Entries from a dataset
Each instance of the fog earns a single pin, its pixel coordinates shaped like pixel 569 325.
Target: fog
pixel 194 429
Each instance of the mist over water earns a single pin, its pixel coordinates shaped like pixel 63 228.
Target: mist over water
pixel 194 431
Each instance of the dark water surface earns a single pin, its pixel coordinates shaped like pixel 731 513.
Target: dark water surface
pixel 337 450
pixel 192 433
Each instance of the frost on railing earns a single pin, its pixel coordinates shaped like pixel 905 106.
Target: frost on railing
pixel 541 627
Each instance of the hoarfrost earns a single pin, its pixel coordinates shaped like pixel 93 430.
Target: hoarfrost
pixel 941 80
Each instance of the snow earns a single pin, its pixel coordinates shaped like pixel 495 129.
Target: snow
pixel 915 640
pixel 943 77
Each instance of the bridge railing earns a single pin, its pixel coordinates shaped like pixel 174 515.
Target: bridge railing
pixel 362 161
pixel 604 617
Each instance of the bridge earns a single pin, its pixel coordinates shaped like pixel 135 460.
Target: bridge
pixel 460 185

Objective
Write out each of the rows above word for word, leaving every character unchanged.

Response for this exercise
Each instance of the fog earns a single pin, its pixel coordinates shaped like pixel 569 325.
Target: fog
pixel 194 429
Each instance of the mist over water earns a single pin, its pixel coordinates shaped like pixel 63 228.
Target: mist over water
pixel 194 431
Each instance of the dark water surface earns a single pin, its pixel coordinates shaped like pixel 731 513.
Target: dark water surface
pixel 337 450
pixel 192 433
Each instance of the frost on railing earns a single pin, its pixel coordinates shaped like pixel 905 106.
Target: frost on railing
pixel 541 627
Each instance of the hoarfrost earns a single pin, its pixel coordinates shaped like pixel 93 430.
Target: hoarfrost
pixel 941 80
Each instance of the snow earns a single pin, its pixel coordinates shaped like pixel 495 129.
Target: snow
pixel 915 640
pixel 943 77
Each instance of the bridge railing earns a single pin, its pixel coordinates shaped like pixel 174 515.
Target: bridge railing
pixel 362 161
pixel 604 617
Each instance of the bridge earns a single pin, its pixel coordinates shaped like pixel 135 460.
Target: bridge
pixel 460 185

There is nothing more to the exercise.